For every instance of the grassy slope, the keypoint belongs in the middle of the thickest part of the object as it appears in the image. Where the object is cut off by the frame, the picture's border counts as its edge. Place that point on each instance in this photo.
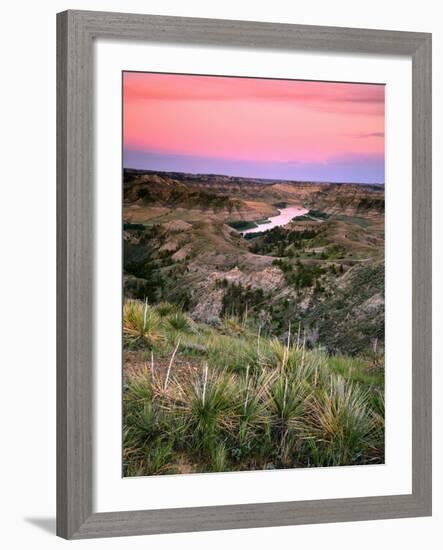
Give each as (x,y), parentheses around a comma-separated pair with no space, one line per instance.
(226,398)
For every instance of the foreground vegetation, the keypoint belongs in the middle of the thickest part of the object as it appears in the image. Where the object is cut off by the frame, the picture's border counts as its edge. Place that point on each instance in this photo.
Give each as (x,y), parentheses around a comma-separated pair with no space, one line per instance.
(202,398)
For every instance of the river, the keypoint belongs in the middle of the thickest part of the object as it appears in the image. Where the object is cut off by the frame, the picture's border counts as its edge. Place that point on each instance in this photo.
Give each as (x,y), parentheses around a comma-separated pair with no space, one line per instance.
(285,216)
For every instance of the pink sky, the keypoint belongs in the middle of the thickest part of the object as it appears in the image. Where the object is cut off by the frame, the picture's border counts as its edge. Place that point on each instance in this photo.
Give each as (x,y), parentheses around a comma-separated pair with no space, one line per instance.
(251,122)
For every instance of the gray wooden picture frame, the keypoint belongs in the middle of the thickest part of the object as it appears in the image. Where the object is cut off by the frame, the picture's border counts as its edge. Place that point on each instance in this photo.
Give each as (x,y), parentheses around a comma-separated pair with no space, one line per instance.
(76,32)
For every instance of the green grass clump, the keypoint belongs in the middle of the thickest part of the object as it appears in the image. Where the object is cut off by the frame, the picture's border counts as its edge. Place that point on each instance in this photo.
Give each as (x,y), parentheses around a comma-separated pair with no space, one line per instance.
(246,401)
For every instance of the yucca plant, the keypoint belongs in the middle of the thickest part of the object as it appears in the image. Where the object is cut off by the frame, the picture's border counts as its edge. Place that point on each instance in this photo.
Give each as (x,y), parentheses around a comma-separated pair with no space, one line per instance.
(247,429)
(141,325)
(205,404)
(286,404)
(342,427)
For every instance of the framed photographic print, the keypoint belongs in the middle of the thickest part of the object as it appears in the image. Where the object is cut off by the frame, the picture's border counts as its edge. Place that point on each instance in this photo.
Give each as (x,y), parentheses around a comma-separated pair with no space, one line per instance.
(244,280)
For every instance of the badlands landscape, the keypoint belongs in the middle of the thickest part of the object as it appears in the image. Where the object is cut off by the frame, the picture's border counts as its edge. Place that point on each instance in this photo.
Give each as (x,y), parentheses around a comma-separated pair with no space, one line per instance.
(253,323)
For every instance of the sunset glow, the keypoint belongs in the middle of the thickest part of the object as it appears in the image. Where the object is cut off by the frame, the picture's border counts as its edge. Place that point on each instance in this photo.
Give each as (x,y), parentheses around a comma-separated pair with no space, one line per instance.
(282,129)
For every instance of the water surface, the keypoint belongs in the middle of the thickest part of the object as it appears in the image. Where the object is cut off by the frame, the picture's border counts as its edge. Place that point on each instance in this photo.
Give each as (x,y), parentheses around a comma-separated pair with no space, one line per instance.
(285,216)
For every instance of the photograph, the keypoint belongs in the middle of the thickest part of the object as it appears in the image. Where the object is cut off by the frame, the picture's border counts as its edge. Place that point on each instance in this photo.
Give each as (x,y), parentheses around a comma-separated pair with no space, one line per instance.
(253,273)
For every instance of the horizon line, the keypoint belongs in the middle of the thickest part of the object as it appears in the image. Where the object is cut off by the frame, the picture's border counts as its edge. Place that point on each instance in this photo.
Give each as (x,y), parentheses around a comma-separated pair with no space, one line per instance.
(252,177)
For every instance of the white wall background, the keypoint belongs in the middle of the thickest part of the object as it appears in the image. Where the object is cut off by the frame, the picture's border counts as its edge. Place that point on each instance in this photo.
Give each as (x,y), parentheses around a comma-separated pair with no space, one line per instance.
(27,304)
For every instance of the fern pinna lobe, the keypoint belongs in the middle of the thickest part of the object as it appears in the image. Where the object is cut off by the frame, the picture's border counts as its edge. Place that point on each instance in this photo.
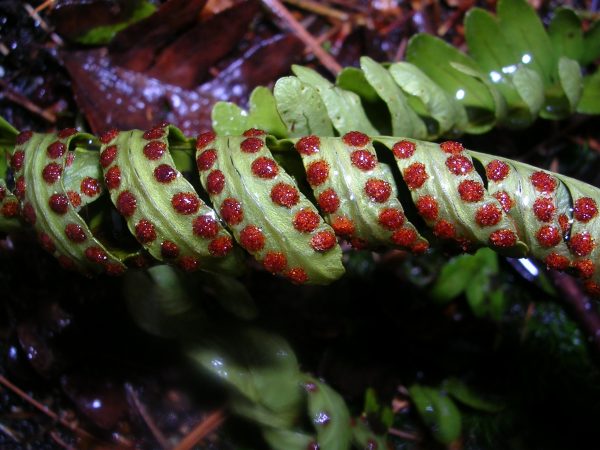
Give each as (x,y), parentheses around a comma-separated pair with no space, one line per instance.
(514,208)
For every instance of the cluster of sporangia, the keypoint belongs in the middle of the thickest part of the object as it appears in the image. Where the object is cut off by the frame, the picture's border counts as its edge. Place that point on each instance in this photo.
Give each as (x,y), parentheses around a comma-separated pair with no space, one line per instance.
(519,210)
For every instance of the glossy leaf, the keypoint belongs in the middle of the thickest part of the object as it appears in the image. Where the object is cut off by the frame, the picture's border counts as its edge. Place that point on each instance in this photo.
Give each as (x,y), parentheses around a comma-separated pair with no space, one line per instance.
(438,412)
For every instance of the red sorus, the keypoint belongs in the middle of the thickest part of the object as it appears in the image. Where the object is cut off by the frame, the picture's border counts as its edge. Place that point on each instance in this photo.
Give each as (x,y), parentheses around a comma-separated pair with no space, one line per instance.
(284,194)
(308,145)
(20,186)
(582,243)
(185,203)
(264,167)
(404,149)
(343,226)
(220,246)
(497,170)
(428,207)
(96,255)
(75,233)
(251,145)
(51,173)
(317,172)
(548,236)
(154,150)
(471,191)
(126,203)
(444,229)
(215,182)
(297,275)
(204,139)
(154,133)
(109,135)
(404,237)
(90,186)
(74,198)
(59,203)
(543,182)
(585,209)
(415,175)
(563,221)
(363,159)
(164,173)
(114,269)
(306,221)
(145,232)
(378,190)
(592,288)
(23,137)
(108,155)
(169,249)
(112,177)
(10,209)
(66,132)
(252,238)
(66,262)
(356,139)
(29,214)
(254,132)
(274,262)
(503,238)
(56,149)
(451,147)
(391,218)
(188,263)
(205,226)
(459,164)
(488,215)
(206,159)
(328,201)
(232,211)
(544,208)
(46,242)
(505,200)
(359,243)
(17,160)
(557,262)
(585,268)
(323,241)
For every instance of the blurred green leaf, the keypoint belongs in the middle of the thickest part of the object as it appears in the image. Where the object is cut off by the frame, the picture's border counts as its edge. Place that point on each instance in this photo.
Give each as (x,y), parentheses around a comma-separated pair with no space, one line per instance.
(466,395)
(590,98)
(104,34)
(330,417)
(438,412)
(566,34)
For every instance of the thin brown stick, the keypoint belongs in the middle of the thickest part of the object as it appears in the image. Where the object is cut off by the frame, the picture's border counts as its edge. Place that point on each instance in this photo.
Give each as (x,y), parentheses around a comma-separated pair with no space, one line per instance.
(581,306)
(143,412)
(23,101)
(325,58)
(320,9)
(203,429)
(44,409)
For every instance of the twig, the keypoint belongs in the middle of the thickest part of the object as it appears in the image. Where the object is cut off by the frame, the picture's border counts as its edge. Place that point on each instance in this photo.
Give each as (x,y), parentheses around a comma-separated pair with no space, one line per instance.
(204,428)
(320,9)
(581,306)
(44,409)
(20,99)
(325,58)
(143,412)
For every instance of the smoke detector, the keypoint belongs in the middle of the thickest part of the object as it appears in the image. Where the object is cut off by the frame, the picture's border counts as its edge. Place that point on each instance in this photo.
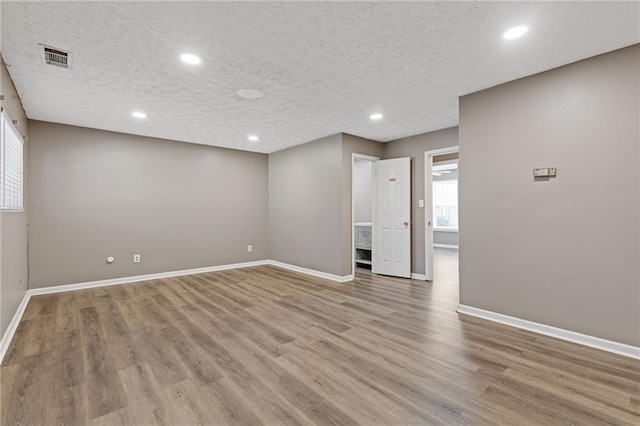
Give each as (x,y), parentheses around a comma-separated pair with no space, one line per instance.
(56,57)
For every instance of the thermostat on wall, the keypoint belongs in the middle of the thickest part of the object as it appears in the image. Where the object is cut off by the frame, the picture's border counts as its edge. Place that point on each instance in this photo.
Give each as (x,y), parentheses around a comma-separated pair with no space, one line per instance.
(545,172)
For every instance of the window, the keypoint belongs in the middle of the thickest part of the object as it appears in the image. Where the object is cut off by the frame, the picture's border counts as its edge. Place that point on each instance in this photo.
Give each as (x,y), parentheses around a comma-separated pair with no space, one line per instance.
(445,205)
(11,145)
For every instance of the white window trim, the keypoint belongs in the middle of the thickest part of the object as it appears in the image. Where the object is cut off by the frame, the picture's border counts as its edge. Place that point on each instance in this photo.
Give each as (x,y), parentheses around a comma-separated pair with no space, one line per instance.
(3,114)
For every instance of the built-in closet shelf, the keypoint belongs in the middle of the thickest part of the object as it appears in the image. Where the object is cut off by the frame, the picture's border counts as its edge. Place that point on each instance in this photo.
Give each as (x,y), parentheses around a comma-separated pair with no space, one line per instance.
(362,242)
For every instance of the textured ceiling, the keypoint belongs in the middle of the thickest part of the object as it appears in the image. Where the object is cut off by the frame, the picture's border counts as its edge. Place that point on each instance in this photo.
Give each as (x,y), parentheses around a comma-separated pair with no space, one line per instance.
(323,67)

-----

*TASK BRIEF*. Starting with the entry line that contains "For every instance of the white window" and going on through the end of the entries, rewrite those lines with "thickest part" replaced by "widest part" and all else unchanged.

*TASK OUTPUT*.
For every instance of the white window trim, the keypoint belongs in the middle of the widest part of the object as it appears in the image. Where the object is cut off by the frame, the picture's border counts as its edge. Place that point on each instance in this photo.
Give each as (x,y), parentheses around a comma-separated pair with no space, one line per instance.
(3,114)
For every instance of the built-in closet shelf, the keypoint belongs in the middle of the widest part of the object as it appears in the image. Where the object is cut off by the frame, the picture's border counts as its edge. Place that point on each instance in this photo.
Give each as (x,y), parentheses around a comma-separated pair with no space, one line per instance.
(362,242)
For every instance of the textured ceiling, the keypoint belongs in the middle of the widest part of the object as it appears in the image. Where the object is cut off by the frame, the picture's border counts as its edge. Place that point on each instance in this photo.
Give each as (x,y), parentheses around a comma-separated pair with no space, one line per instance.
(323,67)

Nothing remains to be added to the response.